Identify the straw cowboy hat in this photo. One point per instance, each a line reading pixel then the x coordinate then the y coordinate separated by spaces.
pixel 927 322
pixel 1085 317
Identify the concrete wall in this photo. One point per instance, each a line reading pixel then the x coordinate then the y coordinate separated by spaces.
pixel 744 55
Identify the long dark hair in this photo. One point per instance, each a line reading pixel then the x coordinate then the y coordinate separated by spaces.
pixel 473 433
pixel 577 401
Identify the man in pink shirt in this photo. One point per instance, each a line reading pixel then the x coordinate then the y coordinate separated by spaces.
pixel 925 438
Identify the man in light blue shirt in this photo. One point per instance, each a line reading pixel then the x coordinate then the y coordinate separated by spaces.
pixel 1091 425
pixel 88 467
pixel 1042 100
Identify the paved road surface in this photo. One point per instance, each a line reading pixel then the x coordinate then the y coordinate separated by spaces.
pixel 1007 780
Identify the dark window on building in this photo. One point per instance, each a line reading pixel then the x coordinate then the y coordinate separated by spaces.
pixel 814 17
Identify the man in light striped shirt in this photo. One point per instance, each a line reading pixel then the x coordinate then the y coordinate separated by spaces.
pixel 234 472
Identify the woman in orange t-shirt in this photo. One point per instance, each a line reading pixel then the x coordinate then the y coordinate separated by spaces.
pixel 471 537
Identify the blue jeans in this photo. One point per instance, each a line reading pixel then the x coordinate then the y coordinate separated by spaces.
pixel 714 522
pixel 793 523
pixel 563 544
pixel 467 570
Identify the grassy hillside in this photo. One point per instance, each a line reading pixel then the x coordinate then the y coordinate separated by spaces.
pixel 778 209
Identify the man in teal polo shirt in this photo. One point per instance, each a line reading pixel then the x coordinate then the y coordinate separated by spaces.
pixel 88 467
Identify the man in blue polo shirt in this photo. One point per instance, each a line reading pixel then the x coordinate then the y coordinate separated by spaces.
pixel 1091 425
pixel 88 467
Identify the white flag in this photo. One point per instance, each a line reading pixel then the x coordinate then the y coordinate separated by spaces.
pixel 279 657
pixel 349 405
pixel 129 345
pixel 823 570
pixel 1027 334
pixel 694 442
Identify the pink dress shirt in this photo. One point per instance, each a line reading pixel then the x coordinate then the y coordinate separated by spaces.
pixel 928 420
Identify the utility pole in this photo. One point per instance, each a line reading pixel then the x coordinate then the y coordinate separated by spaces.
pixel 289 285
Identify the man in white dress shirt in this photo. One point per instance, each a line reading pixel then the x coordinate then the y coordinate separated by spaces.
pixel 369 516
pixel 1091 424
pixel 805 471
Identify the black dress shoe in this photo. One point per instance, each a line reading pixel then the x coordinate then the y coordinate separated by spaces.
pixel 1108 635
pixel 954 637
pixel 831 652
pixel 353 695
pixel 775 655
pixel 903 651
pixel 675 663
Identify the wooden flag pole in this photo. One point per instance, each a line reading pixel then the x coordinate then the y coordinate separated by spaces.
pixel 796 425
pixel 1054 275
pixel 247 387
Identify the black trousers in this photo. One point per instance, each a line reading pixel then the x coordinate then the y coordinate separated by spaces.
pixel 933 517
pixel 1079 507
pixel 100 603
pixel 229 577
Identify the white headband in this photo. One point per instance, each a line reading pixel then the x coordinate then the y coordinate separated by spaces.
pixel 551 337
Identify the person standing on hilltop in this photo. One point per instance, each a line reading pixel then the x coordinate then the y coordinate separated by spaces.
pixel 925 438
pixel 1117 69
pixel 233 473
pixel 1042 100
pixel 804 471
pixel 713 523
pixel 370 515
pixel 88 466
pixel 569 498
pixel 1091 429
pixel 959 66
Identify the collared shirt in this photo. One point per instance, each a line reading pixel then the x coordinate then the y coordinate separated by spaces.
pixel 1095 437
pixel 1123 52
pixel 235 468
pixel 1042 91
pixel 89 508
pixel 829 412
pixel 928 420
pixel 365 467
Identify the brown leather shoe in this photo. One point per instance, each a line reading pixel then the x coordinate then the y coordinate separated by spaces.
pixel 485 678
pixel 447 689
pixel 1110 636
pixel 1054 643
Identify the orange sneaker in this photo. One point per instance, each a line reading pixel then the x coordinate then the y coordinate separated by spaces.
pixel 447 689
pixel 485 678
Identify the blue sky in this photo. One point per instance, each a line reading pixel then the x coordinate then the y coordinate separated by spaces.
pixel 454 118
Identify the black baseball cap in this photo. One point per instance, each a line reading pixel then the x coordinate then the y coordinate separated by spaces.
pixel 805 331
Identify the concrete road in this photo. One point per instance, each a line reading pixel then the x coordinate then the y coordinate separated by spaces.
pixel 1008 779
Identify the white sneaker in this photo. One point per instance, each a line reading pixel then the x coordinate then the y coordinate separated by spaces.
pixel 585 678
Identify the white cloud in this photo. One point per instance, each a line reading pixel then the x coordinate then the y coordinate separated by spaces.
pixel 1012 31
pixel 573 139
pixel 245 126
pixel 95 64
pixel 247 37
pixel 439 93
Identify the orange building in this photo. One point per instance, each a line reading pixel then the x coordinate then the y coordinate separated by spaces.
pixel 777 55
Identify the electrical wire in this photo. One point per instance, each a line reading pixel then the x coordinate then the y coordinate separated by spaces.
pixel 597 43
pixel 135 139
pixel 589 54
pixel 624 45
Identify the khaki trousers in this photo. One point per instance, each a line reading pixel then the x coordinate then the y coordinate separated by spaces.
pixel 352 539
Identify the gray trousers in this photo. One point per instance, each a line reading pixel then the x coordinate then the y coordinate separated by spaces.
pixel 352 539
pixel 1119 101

━━━━━━━━━━━━━━━━━━━━

- Set task
Copy out the stretch of lines from the one containing "Identify the black trousers" through the one containing "pixel 959 66", reproducing each line verbatim, both ends included.

- Task answer
Identify the black trousers in this photo. One point per instance, each a line reading pixel then the x coordinate then the y coordinate separated by spaces.
pixel 933 517
pixel 1079 507
pixel 100 603
pixel 229 577
Identify the white headband in this photo. One point per instance, each a line reading pixel then the x coordinate then the y coordinate separated by spaces.
pixel 551 337
Identify the person standing on hilltop in this photo. One point per instance, each a line reading pixel then the x coordinate then the y coordinate separated by spaces.
pixel 925 438
pixel 1117 69
pixel 233 473
pixel 1042 100
pixel 804 471
pixel 713 523
pixel 370 515
pixel 88 466
pixel 569 498
pixel 1091 429
pixel 959 66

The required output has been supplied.